═════ Supplied information

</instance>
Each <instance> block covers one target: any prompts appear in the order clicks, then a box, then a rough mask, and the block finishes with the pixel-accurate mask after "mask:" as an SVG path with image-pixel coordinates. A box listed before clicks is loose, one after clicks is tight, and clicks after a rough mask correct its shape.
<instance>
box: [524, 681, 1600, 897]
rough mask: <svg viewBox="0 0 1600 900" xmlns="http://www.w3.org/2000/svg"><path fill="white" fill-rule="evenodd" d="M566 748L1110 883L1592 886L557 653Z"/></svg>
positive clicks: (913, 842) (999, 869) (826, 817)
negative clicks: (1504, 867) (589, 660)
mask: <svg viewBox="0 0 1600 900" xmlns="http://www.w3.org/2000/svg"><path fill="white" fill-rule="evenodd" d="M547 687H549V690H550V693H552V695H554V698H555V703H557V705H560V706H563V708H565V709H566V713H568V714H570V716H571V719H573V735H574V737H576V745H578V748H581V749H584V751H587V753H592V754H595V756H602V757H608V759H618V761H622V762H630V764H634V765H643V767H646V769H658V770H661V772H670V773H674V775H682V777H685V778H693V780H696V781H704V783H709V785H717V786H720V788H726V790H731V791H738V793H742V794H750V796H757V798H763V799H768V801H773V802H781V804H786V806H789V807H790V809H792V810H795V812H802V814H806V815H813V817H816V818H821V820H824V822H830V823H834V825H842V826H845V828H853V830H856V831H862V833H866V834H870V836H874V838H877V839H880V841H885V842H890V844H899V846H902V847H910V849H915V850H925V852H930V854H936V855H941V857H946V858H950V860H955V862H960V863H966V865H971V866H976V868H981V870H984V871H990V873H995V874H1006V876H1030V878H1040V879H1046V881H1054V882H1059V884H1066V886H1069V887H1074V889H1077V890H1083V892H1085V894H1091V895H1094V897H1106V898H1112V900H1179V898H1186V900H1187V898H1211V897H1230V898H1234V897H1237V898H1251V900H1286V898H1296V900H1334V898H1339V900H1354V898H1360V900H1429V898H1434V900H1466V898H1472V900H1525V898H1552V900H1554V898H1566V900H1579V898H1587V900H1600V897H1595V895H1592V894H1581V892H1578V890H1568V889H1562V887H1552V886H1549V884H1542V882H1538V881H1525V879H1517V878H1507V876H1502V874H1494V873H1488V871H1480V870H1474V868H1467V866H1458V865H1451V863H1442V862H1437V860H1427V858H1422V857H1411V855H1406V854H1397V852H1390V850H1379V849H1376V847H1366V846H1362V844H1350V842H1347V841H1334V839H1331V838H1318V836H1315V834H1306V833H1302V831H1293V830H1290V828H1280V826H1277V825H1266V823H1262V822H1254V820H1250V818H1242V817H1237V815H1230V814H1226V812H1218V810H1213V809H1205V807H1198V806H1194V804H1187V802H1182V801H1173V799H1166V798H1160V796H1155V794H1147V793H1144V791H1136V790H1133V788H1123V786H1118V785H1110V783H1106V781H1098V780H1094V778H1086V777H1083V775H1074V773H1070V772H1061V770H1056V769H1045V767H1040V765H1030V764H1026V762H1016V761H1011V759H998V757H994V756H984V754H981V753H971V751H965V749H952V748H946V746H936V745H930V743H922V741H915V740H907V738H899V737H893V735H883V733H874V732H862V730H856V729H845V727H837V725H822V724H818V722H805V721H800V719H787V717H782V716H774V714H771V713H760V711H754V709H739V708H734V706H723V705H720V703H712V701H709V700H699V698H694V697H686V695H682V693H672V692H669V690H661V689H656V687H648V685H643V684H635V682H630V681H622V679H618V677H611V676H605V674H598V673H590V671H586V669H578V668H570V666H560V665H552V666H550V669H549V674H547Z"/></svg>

══════════

> **Written task**: Copy the items word for word, from the very first line through the line containing "positive clicks: (913, 842)", with that line included.

> **Exercise response**:
</instance>
Each <instance> block covers one target: any prompts appear in the order clicks, then a box, then a rough mask, and the block finishes with the pixel-accurate mask after "mask:" as an SVG path with image-pixel coordinates. A box listed before clicks is loose, one after clicks is tight, and clicks after a rough mask correct its shape.
<instance>
box: [524, 681, 1600, 897]
rough mask: <svg viewBox="0 0 1600 900" xmlns="http://www.w3.org/2000/svg"><path fill="white" fill-rule="evenodd" d="M566 748L1110 883L1592 886L557 653Z"/></svg>
positive clicks: (913, 842) (999, 869) (826, 817)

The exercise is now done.